* _ACTIONS TO TAKE_
**a)** In the blog post on swing rolls, what excuse does the writer give for not joining friends and relatives at their Orangetheory fitness sessions?
**b)** Reproduce word for word the part of the swing roll post from "I’ve been trying" to "those swing rolls.".

Great figure skaters are known for adding something distinctive and memorable to the sport: I think of the hydroblading of Shae-Lynn Bourne and Victor Kratz or that wonderful “goose” lift that Tessa Virtue and Scott Moir used to do. At the recent Short Dance event for the Trophee Eric Bompard, Alexandra Stepanova and Ivan Bukin did their first set of twizzles in a sit-spin position (around 1:26 in). I’m not sure if other teams have done this before, but it was pretty cool to watch.
I’ve been trying to think of my contribution to this distinguished history. This will have to be more modest. Snort.
But I am spending what must be record-setting amounts of time and energy perfecting my swing rolls. After each session on the ice this week, I’ve felt like I’ve used every muscle in my body.
Lately, a number of friends and relatives have enthusiastically described their “Orangetheory” fitness sessions, which does seem like a really good way to get into shape. I’ve been invited to join them, but my excuse for not spending the hour doing this treadmill, rowing, TRX-plus combo is that I’m too spent after all those swing rolls.
So here it is, the full-body swing roll workout. It’s sort of like one of those spacecraft launches in which there are different things happening in sequence, and if one thing doesn’t quite work that whole thing could go horribly, horribly wrong.
Stage 1: The push. Arms have to be in the right place. Brain has to tell me not to push off onto a diagonal and cut off the circle. Pushing knee, ankle, and foot are all engaged. Weight stays over that pushing side all long as possible.
Stage 2: The transfer of weight. Arms do not release early. Head is up and back pretends like it is still over that pushing foot. The new skating blade hits the ice on an edge (not flat!), which means the foot is engaged. The new skating ankle keeps bending as the weight is transferred, which means that the new skating knee keeps bending too. More on that in another post.
Stage 3: The glide. Ankle keeps bending. Knee comes forward. Thigh and glute muscles are engaged.

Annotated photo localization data
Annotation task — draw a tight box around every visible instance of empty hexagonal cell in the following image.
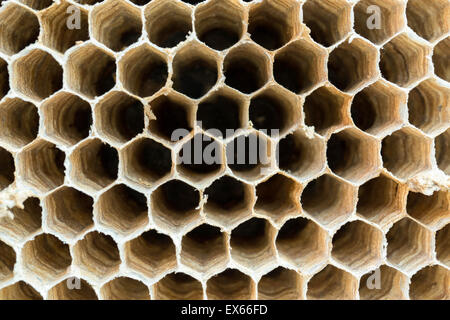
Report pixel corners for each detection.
[301,174,356,227]
[150,180,200,231]
[248,0,301,50]
[408,79,450,134]
[230,218,276,270]
[41,92,92,145]
[73,231,121,280]
[12,49,63,100]
[0,3,39,55]
[276,129,326,179]
[91,0,142,51]
[327,128,381,183]
[100,277,150,300]
[409,265,450,300]
[97,184,148,235]
[0,198,42,241]
[172,42,219,99]
[273,39,327,94]
[351,81,406,136]
[122,138,172,186]
[306,265,358,300]
[45,187,94,238]
[276,218,329,272]
[40,1,89,53]
[359,265,409,300]
[70,139,119,192]
[206,269,256,300]
[22,234,72,281]
[204,176,254,228]
[153,273,203,300]
[47,278,98,300]
[302,0,352,47]
[119,44,168,97]
[328,38,378,92]
[386,218,433,272]
[406,191,450,229]
[353,0,406,44]
[125,230,177,278]
[382,33,430,87]
[223,43,270,94]
[180,224,228,276]
[303,86,350,136]
[144,0,192,48]
[18,140,66,192]
[65,44,116,99]
[0,281,43,300]
[381,128,431,179]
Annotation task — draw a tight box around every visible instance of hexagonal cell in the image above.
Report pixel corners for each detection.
[351,81,406,136]
[125,230,177,278]
[409,265,450,300]
[386,218,433,273]
[248,0,301,50]
[100,277,150,300]
[328,38,378,92]
[40,0,89,53]
[65,44,116,99]
[91,0,142,51]
[306,264,358,300]
[356,174,407,228]
[275,218,329,273]
[11,49,63,101]
[73,231,121,280]
[0,281,43,300]
[148,92,195,142]
[382,33,430,87]
[47,278,98,300]
[204,176,254,228]
[249,86,302,135]
[230,218,276,271]
[276,129,326,179]
[302,0,352,47]
[406,0,450,41]
[406,191,450,229]
[258,267,304,300]
[273,39,327,94]
[17,139,66,192]
[206,269,256,300]
[44,187,94,239]
[70,139,119,192]
[353,0,406,44]
[144,0,192,48]
[150,180,200,231]
[327,128,381,183]
[408,79,450,134]
[359,265,409,300]
[303,86,350,136]
[119,44,169,97]
[0,198,42,241]
[255,173,302,223]
[0,3,39,55]
[177,133,225,182]
[22,233,72,281]
[381,128,431,179]
[223,43,270,94]
[180,224,228,276]
[97,184,148,236]
[153,273,203,300]
[172,42,219,99]
[301,174,356,228]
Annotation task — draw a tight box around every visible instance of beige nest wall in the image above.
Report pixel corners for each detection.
[0,0,450,300]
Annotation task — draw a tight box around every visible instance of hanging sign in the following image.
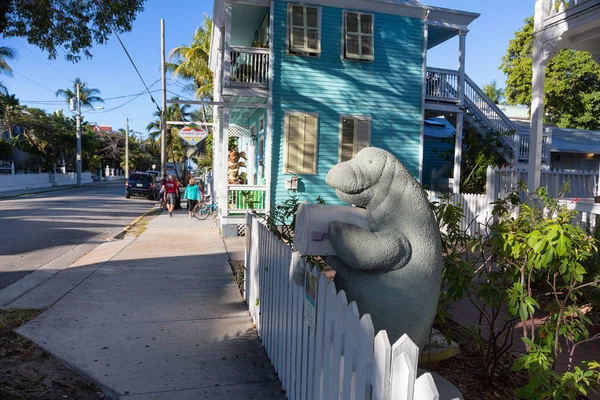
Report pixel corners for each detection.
[178,123,208,146]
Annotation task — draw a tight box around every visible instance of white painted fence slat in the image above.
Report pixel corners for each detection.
[354,314,376,400]
[414,372,440,400]
[316,282,338,400]
[326,290,348,399]
[336,301,360,400]
[245,216,446,400]
[307,274,328,399]
[372,331,392,400]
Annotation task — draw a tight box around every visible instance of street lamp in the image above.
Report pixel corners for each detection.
[75,84,104,187]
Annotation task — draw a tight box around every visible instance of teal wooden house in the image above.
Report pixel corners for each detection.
[210,0,494,236]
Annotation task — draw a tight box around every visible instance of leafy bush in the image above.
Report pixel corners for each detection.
[432,188,600,399]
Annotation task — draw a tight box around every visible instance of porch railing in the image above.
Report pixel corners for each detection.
[425,67,458,103]
[517,133,550,164]
[229,47,269,86]
[227,185,267,214]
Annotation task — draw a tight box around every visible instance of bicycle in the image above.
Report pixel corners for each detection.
[192,202,219,220]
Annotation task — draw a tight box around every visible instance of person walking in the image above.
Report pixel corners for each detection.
[183,178,203,218]
[158,178,167,211]
[165,175,179,218]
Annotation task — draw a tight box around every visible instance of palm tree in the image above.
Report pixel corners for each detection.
[146,97,190,179]
[0,85,24,140]
[482,79,504,104]
[0,46,17,76]
[166,14,213,99]
[56,78,104,108]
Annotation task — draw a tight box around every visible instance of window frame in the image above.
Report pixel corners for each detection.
[342,10,375,62]
[286,3,322,57]
[338,114,373,162]
[281,111,319,175]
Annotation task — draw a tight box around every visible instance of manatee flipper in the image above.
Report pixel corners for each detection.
[329,221,412,271]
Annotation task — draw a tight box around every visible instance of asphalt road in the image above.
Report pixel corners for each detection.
[0,182,154,289]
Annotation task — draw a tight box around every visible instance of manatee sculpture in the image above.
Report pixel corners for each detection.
[326,147,442,347]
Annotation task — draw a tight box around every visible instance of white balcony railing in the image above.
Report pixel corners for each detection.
[546,0,591,18]
[425,67,458,102]
[227,185,267,215]
[229,47,269,87]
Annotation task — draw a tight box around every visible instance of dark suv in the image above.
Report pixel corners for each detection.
[125,172,160,200]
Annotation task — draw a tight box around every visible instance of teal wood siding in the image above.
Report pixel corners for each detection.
[271,1,423,205]
[423,138,454,187]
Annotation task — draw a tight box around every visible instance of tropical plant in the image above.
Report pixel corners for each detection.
[0,0,144,62]
[166,14,213,99]
[0,46,17,76]
[0,87,25,140]
[500,18,600,130]
[482,79,504,104]
[146,97,190,180]
[432,185,600,400]
[56,78,104,108]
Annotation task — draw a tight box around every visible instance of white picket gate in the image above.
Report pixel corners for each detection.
[245,214,439,400]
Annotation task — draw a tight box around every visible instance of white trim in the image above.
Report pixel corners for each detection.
[342,10,375,61]
[281,110,320,175]
[418,12,429,184]
[288,2,323,57]
[338,114,373,162]
[266,0,275,213]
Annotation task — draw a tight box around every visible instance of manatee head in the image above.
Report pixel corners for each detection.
[325,147,390,207]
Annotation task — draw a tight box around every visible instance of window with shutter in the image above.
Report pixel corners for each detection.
[288,4,321,56]
[344,11,375,61]
[283,113,319,174]
[339,116,371,162]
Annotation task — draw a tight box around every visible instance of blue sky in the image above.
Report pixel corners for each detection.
[0,0,534,134]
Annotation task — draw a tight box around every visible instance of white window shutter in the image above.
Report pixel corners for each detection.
[354,120,371,155]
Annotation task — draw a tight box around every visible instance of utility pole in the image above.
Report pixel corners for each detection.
[75,83,81,187]
[160,19,167,177]
[125,118,129,179]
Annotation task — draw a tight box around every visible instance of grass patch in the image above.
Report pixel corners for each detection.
[0,310,106,400]
[125,209,160,237]
[229,260,246,294]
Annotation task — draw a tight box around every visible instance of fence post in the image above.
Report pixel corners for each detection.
[485,166,498,204]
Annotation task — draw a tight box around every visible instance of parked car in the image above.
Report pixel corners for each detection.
[125,172,160,200]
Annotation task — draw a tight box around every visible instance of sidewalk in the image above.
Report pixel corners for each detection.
[0,180,120,199]
[14,210,285,400]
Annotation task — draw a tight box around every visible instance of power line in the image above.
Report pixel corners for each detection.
[110,26,161,112]
[17,42,75,83]
[13,71,55,94]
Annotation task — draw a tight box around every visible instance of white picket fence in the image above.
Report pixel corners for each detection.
[486,167,598,202]
[245,214,446,400]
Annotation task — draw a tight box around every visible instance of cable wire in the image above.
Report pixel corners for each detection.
[110,26,161,112]
[17,42,75,83]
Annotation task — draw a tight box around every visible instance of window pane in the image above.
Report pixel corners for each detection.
[306,29,319,50]
[340,145,354,162]
[346,34,359,55]
[286,115,300,172]
[302,117,318,174]
[346,13,358,33]
[361,36,373,56]
[292,6,304,26]
[356,120,371,153]
[342,118,354,146]
[360,14,373,33]
[292,28,304,49]
[306,7,319,28]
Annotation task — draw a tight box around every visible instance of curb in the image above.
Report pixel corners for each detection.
[0,181,120,200]
[108,206,159,241]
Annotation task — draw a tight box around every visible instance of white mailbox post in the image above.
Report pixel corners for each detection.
[294,202,369,256]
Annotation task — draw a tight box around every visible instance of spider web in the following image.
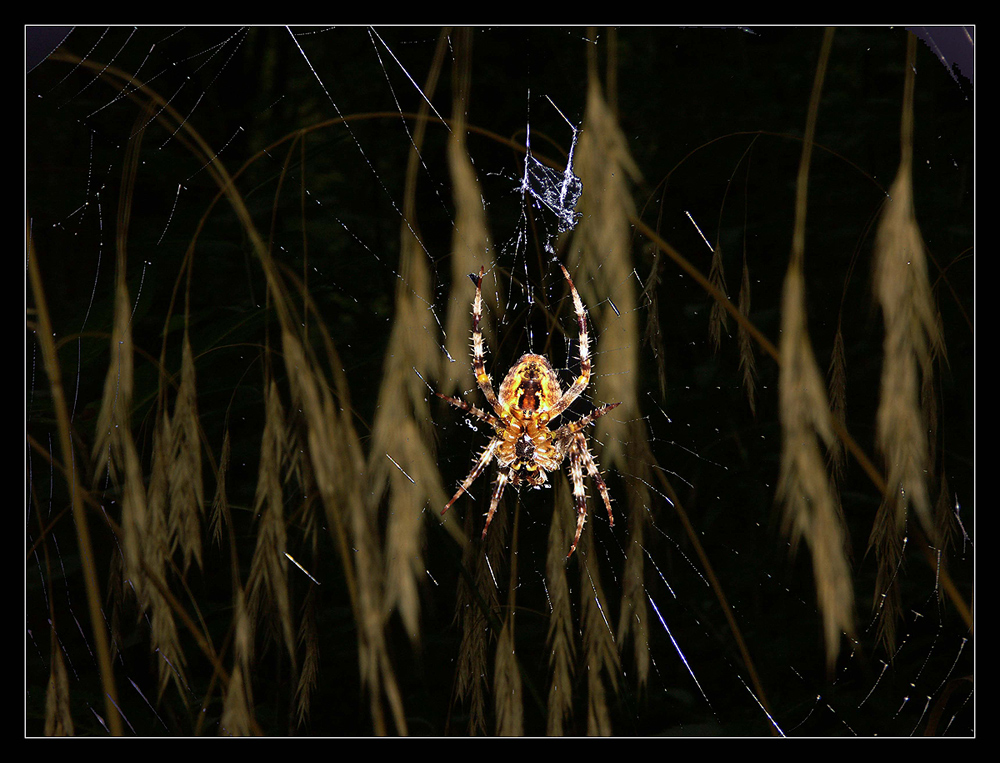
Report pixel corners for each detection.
[24,27,975,736]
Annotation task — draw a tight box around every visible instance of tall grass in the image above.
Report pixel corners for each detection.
[28,30,971,735]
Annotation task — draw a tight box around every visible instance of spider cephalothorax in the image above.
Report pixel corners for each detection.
[437,266,620,558]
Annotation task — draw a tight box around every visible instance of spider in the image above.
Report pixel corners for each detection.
[435,265,621,559]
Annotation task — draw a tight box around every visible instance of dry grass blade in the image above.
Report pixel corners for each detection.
[211,427,233,544]
[493,615,524,736]
[281,329,406,734]
[219,588,253,736]
[455,504,498,734]
[777,29,854,669]
[869,34,943,653]
[571,40,652,700]
[146,414,187,695]
[617,432,655,690]
[570,74,640,469]
[367,30,448,641]
[45,627,73,737]
[247,381,297,665]
[440,28,499,395]
[545,477,576,736]
[170,332,205,571]
[580,524,621,736]
[777,264,854,665]
[829,325,847,483]
[295,586,319,726]
[744,251,757,415]
[708,246,728,352]
[874,161,941,537]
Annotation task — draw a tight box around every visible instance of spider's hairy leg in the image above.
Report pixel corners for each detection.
[434,392,503,430]
[550,265,590,418]
[566,438,587,559]
[576,434,615,527]
[472,267,501,412]
[483,470,509,540]
[557,403,621,436]
[441,437,502,514]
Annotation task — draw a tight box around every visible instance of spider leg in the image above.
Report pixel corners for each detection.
[549,265,590,418]
[441,437,502,514]
[434,392,503,430]
[576,434,615,527]
[483,470,510,540]
[566,438,587,559]
[472,267,503,413]
[554,403,621,437]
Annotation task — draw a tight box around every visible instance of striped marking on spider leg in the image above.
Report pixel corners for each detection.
[441,437,501,514]
[577,434,615,527]
[472,267,500,410]
[566,440,587,559]
[566,433,615,559]
[563,403,621,435]
[434,392,503,429]
[483,471,508,540]
[550,265,591,417]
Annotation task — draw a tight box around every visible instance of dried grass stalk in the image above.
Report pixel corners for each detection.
[169,332,205,572]
[873,160,941,537]
[366,28,448,641]
[493,614,524,736]
[777,259,854,666]
[580,524,621,736]
[776,28,854,669]
[282,326,406,734]
[617,431,655,690]
[545,477,576,736]
[440,28,500,395]
[146,414,187,695]
[736,252,757,416]
[569,73,640,469]
[829,324,847,483]
[570,49,652,700]
[708,241,728,352]
[45,627,73,737]
[219,588,253,736]
[455,504,498,735]
[211,427,233,544]
[247,380,297,665]
[295,586,319,726]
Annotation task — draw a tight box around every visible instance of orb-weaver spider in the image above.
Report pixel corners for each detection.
[435,265,621,559]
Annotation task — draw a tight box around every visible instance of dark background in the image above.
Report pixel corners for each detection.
[25,27,975,736]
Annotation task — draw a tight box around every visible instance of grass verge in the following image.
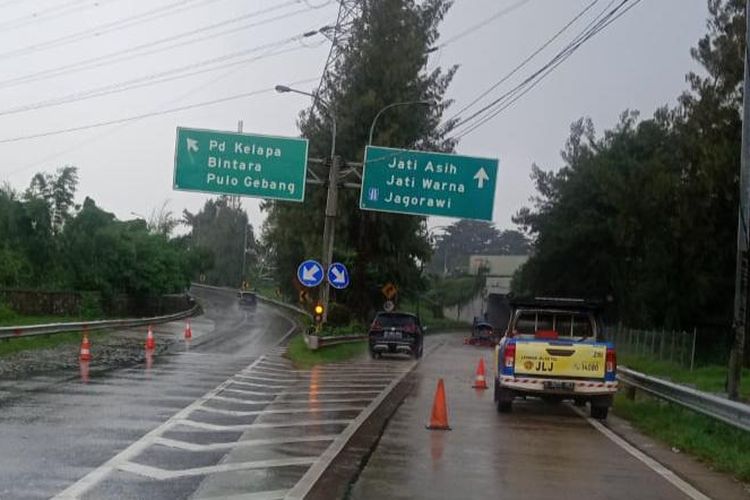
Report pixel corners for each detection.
[617,356,750,400]
[286,335,367,369]
[0,314,84,326]
[0,331,107,357]
[613,394,750,482]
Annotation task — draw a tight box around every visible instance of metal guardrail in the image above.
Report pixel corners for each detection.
[617,367,750,432]
[0,304,200,339]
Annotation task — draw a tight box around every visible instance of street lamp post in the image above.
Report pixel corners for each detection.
[276,85,340,320]
[367,101,432,146]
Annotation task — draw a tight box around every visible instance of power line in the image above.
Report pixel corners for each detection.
[0,0,228,59]
[448,0,599,122]
[0,0,125,33]
[5,56,284,176]
[0,77,318,144]
[0,0,309,88]
[455,0,642,139]
[433,0,531,50]
[0,31,326,116]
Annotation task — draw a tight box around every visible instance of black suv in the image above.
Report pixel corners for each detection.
[237,292,258,309]
[368,312,424,359]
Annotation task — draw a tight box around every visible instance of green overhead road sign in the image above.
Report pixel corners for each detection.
[174,127,307,201]
[359,146,498,220]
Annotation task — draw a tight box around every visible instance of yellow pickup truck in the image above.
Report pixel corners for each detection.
[495,298,617,419]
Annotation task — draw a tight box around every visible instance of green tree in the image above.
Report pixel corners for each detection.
[183,196,256,287]
[514,0,745,348]
[263,0,455,317]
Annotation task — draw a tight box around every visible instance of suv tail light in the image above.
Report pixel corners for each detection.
[503,343,516,368]
[605,347,617,373]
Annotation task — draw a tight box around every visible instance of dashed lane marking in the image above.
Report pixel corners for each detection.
[212,396,372,405]
[222,387,380,396]
[154,434,338,451]
[117,457,318,481]
[571,406,711,500]
[196,406,366,417]
[176,419,352,431]
[200,490,289,500]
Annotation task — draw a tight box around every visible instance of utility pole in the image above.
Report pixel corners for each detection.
[727,2,750,400]
[320,151,341,321]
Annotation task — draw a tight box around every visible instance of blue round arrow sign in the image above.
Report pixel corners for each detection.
[297,259,324,287]
[328,262,349,289]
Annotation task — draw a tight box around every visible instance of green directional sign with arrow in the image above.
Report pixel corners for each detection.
[174,127,307,201]
[359,146,498,220]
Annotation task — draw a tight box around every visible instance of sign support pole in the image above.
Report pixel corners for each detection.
[321,155,341,321]
[727,2,750,401]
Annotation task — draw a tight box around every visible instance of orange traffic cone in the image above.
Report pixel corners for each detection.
[427,379,451,431]
[472,358,487,389]
[78,330,91,361]
[146,325,156,351]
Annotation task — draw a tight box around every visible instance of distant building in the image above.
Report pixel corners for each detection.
[469,255,529,278]
[444,255,529,332]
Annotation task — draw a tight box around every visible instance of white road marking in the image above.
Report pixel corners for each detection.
[234,372,297,384]
[195,490,289,500]
[154,434,338,451]
[177,419,351,431]
[223,387,380,396]
[211,396,372,405]
[232,378,296,389]
[284,353,429,500]
[571,406,711,500]
[53,316,297,500]
[117,457,318,481]
[53,358,268,500]
[212,396,275,405]
[196,405,365,417]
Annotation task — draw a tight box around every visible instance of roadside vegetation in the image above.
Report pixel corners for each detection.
[617,356,750,401]
[286,335,367,369]
[613,394,750,482]
[0,331,108,358]
[513,0,750,366]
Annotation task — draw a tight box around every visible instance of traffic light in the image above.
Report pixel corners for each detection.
[313,304,325,326]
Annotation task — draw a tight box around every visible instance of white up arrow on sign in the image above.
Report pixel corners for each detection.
[474,167,490,189]
[302,266,319,281]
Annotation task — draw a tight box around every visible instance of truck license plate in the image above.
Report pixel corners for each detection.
[544,382,576,391]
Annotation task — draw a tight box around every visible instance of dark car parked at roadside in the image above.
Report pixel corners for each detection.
[368,312,424,359]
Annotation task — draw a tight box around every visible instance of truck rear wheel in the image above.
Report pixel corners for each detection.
[591,404,609,420]
[497,400,513,413]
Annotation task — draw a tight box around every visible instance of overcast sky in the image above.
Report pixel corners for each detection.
[0,0,707,234]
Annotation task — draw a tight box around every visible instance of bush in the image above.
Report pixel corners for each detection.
[327,303,352,328]
[0,302,18,322]
[79,292,104,319]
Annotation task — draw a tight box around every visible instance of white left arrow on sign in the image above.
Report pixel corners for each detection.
[331,267,346,283]
[474,167,490,189]
[302,266,320,281]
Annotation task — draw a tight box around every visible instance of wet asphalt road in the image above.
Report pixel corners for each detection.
[0,290,292,499]
[0,289,414,500]
[349,336,736,500]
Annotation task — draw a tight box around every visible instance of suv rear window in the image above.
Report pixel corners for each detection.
[515,311,594,339]
[375,314,416,328]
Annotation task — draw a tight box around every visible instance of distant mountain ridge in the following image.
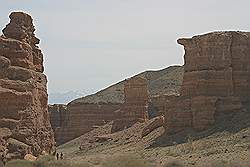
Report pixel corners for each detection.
[49,91,86,104]
[70,65,184,104]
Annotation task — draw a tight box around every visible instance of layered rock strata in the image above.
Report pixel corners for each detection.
[48,104,68,131]
[55,103,121,145]
[166,32,250,132]
[0,12,54,158]
[112,77,149,132]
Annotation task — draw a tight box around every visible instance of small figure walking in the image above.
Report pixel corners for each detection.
[56,153,59,160]
[60,152,63,160]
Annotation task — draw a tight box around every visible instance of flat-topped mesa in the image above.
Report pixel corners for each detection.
[166,31,250,131]
[0,12,54,159]
[3,12,44,72]
[112,77,149,132]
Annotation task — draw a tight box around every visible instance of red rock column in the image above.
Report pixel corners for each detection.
[0,12,54,159]
[166,32,250,131]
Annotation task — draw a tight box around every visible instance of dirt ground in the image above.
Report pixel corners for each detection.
[57,111,250,166]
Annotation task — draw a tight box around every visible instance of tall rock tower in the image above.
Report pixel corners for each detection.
[166,31,250,131]
[0,12,54,158]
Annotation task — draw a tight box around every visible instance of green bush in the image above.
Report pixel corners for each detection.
[102,156,153,167]
[5,160,34,167]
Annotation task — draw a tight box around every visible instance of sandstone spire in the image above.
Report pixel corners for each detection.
[0,12,54,158]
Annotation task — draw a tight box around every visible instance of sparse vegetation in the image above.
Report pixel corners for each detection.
[102,155,153,167]
[163,160,184,167]
[6,156,92,167]
[5,159,34,167]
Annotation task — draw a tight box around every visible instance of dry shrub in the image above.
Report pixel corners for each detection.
[163,160,184,167]
[102,155,153,167]
[207,160,250,167]
[5,159,34,167]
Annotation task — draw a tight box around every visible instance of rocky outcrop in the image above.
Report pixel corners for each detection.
[112,77,149,132]
[48,104,68,131]
[166,32,250,132]
[55,103,121,145]
[141,116,165,137]
[0,12,54,158]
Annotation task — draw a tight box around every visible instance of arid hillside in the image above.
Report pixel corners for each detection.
[70,66,184,104]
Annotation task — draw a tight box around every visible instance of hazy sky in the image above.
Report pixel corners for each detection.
[0,0,250,93]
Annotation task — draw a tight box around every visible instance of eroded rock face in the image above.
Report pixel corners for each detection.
[48,104,68,131]
[0,12,54,158]
[55,103,121,145]
[112,77,149,132]
[166,32,250,131]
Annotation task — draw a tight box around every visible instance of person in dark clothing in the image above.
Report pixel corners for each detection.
[56,153,59,160]
[60,152,63,160]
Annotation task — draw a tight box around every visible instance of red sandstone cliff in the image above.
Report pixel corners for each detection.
[166,32,250,131]
[112,77,149,132]
[52,103,120,145]
[0,12,54,158]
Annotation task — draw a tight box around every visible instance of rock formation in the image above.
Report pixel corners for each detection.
[166,32,250,132]
[0,12,54,158]
[55,103,121,145]
[48,104,68,131]
[112,77,149,132]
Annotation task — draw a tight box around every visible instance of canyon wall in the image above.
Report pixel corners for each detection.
[165,32,250,132]
[55,103,121,145]
[112,77,149,132]
[0,12,54,159]
[48,104,68,131]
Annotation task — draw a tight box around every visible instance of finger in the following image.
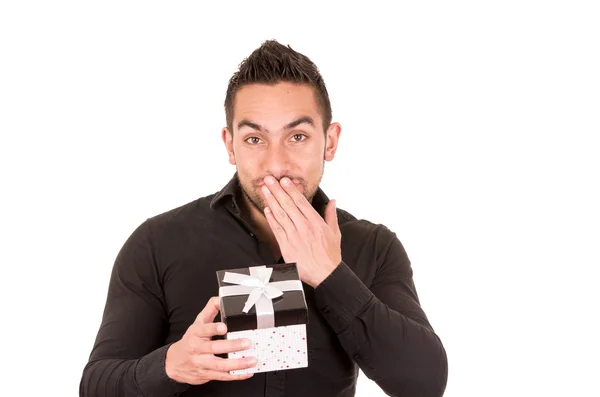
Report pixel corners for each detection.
[280,178,322,222]
[325,200,341,236]
[263,177,306,230]
[189,322,227,338]
[194,296,220,324]
[196,370,254,381]
[198,338,252,354]
[265,207,287,243]
[206,356,257,372]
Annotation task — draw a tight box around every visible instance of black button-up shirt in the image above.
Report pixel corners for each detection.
[80,174,447,397]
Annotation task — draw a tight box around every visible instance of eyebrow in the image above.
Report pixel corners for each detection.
[238,116,315,133]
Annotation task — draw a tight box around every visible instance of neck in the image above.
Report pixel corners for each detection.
[239,193,281,260]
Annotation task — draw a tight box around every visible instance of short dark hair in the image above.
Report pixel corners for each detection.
[225,40,331,134]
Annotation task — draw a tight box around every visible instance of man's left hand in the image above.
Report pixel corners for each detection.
[262,176,342,288]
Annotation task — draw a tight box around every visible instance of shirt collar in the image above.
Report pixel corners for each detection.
[210,172,329,218]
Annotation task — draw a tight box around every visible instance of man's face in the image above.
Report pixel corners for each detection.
[223,83,340,212]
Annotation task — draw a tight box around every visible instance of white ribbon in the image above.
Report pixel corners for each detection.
[219,266,302,328]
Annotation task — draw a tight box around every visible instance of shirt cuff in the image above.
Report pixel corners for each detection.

* _ANSWERS FOR EACH ITEM_
**a)** The writer says they are too spent after all the time and energy put into perfecting swing rolls to spend an hour on the treadmill, rowing and TRX combination. After each session on the ice that week, they felt they had used every muscle in their body.

**b)**
I’ve been trying to think of my contribution to this distinguished history. This will have to be more modest. Snort.
But I am spending what must be record-setting amounts of time and energy perfecting my swing rolls. After each session on the ice this week, I’ve felt like I’ve used every muscle in my body.
Lately, a number of friends and relatives have enthusiastically described their “Orangetheory” fitness sessions, which does seem like a really good way to get into shape. I’ve been invited to join them, but my excuse for not spending the hour doing this treadmill, rowing, TRX-plus combo is that I’m too spent after all those swing rolls.